_INSTRUCTIONS FOR THE TASK_: Copy the lines of the material below word for word, beginning with the line that contains "Task: confirm every instance of the green leaf" and continuing through the last line of the material.

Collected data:
##############################

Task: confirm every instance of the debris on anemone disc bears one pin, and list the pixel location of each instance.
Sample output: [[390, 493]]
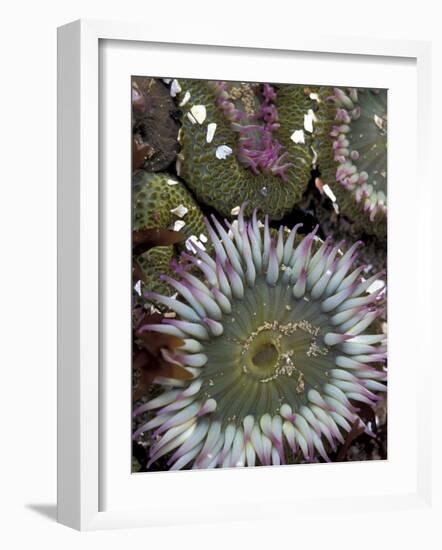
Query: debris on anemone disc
[[162, 201], [244, 142], [352, 153], [276, 339]]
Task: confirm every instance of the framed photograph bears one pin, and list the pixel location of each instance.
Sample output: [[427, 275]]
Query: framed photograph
[[234, 224]]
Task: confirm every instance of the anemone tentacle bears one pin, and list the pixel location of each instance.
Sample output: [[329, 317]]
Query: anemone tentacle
[[276, 341], [237, 144], [351, 140]]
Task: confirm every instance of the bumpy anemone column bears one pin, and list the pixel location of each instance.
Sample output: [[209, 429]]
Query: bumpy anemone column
[[275, 338], [352, 145], [242, 141], [159, 200]]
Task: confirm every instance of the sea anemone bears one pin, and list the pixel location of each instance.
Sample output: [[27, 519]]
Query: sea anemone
[[275, 338], [161, 201], [352, 145], [239, 143]]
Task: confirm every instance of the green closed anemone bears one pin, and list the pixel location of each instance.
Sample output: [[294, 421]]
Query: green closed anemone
[[160, 200], [244, 142], [276, 336], [351, 140]]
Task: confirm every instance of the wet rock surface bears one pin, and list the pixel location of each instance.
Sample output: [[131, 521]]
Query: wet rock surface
[[155, 128]]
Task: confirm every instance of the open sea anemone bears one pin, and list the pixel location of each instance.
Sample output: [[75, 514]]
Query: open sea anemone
[[352, 145], [275, 338]]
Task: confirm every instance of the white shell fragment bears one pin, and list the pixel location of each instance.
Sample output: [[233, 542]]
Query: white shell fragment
[[180, 211], [175, 88], [298, 136], [211, 128], [178, 225], [223, 151], [191, 118], [193, 243], [199, 113], [327, 190], [185, 99]]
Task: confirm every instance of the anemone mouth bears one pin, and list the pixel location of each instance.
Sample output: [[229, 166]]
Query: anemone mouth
[[271, 352], [274, 336]]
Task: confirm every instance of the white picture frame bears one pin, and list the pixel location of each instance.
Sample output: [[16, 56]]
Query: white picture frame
[[81, 393]]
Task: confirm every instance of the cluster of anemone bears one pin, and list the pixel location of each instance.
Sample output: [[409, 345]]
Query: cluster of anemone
[[357, 155], [275, 335], [236, 144]]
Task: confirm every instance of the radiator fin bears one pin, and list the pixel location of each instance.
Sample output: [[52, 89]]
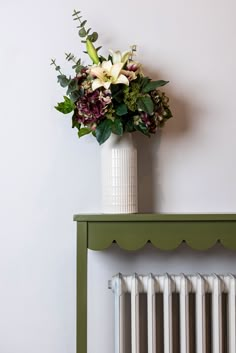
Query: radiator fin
[[175, 313]]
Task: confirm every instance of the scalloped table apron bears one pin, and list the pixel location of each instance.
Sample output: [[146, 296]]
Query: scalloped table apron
[[119, 175]]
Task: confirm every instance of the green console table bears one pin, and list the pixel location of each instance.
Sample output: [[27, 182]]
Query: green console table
[[132, 232]]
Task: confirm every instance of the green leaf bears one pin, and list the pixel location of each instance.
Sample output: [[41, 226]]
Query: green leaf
[[72, 86], [82, 32], [145, 104], [74, 96], [142, 128], [129, 126], [121, 109], [117, 127], [63, 80], [83, 23], [144, 81], [103, 131], [150, 86], [93, 37], [65, 107], [75, 122], [83, 131]]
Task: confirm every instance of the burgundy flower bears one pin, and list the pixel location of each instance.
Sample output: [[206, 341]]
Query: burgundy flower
[[92, 106]]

##############################

_EXPECTED OUTPUT_:
Task: confirm every instance of the green leaf bears one pin, and list the pixel location of each instance.
Sample output: [[41, 226]]
Query: green leaf
[[72, 86], [82, 32], [145, 104], [74, 96], [142, 128], [129, 126], [121, 109], [117, 127], [63, 80], [83, 23], [144, 81], [103, 131], [150, 86], [93, 37], [65, 107], [75, 122], [83, 131]]
Task: confirm every instance of the burgundy flower bears one pin, and list the pixel location of each instance.
Sample output: [[206, 341]]
Query: burgundy flower
[[92, 106]]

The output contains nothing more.